● Text section:
============

# Matching center for inherited ACI mains



## Guest (Oct 1, 2007)

I've recently I inherited a set of ACI Sapphire III LE's, with the Focal woofers. I'm looking for an appropriate center for the HT. While i'm trying to do some justice, $950 for ACI's matching center (Sapphire XLC) is twice my price cap. ACI has no other centers to offer, no discontinues, and the classifieds have been no luck as well.

If I were to look outside of the Sapphire lineup, what factors would one use to do the best 'hack job' possible with timbre-matching? 
- Same woofer / tweeter size?
- Same driver composition?
- Any other speaker in the same brand?

The Sapphire III LE's have the following relevant specs:
--Two-way aperiodic loaded system with sloped baffle.
--Woofer: 7" Kevlar layered cone, dual voice coil with rubber surround.
--Tweeter: 1.1" hand-damped textile dome, ferro-fluid cooled.

Possibilities I've considered so far include:

ACI Emerald XL for $350 (same brand)

============

● Information shown:
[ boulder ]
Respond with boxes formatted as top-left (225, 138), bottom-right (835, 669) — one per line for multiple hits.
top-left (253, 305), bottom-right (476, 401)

============

● What the exercise asks:
Continue the forum post about finding a center speaker to match the ACI Sapphire III LE mains, starting right after its last line.

● Written answer:
--Bass-Midrange: 4" cast-frame with paper cone, rubber surround; long throw, low distortion motor system with vented pole piece 
--Tweeter: 1" silk dome with ferro-fluid and aperiodic second chamber 

Wharfedale Diamond 9.CM (same driver types)
--Woofer: 6.5" Kevlar cone, dual voice coil with rubber surround.
--Tweeter: 1.1" textile dome, ferro-fluid cooled.

Focal Chorus CC700V (same driver manufacturer)
--Two 6 1/2’’ (165mm) shielded Polyglass mid-bass 
--1’’ (25mm) TNV inverted dome tweeter

Anyone have thoughts, or better ideas to find a comparable center channel? Thanks,
Andy


----------



## nova (Apr 30, 2006)

What about picking up another used Saphire III and using it as a center? Or maybe ACI will sell you one new Sapphire for use as a center, probably still over your budget, but may be a viable option. Or possible "B" stock?


----------



## nitrox1 (May 26, 2007)

Andy go to the ACI website and look at the b stock list, they have a rosewood sapphire xlc center for $799.


----------



## jvc (Jul 15, 2007)

You may find one that's affordable by keeping an eye on eBay, Audiogon, and Craig's List. In the meantime, you can use the "phantom center", and be timbre matched, until you can find a center speaker.
Good luck!


----------



## Guest (Oct 2, 2007)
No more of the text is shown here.